## START

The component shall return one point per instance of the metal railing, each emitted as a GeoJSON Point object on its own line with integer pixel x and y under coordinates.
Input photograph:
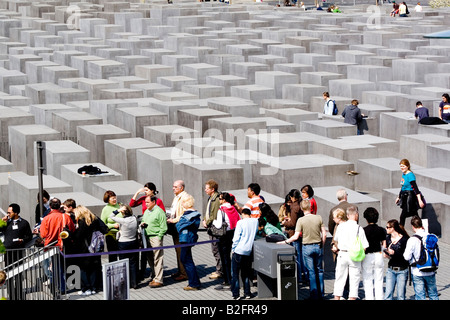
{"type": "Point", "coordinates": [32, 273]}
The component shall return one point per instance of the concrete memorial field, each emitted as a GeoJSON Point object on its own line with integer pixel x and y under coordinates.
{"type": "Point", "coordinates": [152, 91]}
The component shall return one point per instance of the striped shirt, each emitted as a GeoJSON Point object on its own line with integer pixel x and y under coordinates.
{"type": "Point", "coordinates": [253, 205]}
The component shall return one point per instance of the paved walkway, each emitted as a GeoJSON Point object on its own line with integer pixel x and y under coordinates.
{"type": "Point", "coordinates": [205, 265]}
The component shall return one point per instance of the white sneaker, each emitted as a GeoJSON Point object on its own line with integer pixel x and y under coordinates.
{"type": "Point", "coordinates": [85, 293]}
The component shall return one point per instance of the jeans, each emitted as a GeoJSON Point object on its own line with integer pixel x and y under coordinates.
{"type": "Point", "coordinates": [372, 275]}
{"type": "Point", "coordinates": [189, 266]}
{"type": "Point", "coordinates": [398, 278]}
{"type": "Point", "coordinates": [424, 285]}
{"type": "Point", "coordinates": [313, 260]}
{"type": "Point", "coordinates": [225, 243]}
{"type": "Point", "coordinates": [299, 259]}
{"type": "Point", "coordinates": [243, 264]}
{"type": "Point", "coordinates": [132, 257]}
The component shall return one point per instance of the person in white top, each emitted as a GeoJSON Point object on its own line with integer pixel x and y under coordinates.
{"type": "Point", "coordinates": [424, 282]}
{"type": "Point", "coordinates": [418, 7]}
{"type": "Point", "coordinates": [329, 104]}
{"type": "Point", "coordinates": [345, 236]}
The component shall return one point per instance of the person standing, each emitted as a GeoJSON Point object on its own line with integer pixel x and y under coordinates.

## END
## START

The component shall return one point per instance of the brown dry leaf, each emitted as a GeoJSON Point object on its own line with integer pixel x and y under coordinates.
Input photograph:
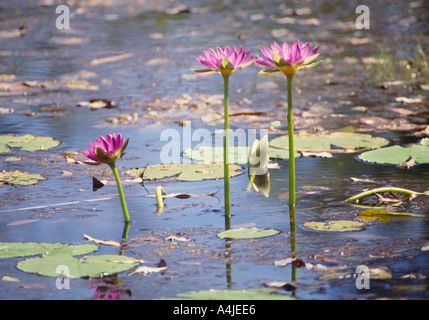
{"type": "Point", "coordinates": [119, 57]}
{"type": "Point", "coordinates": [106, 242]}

## END

> _WHAT YOU WILL DO_
State how many lines in the records contain the string "component", counting case as significant. Give the number alone.

> _ANSWER TO THE PROBLEM_
9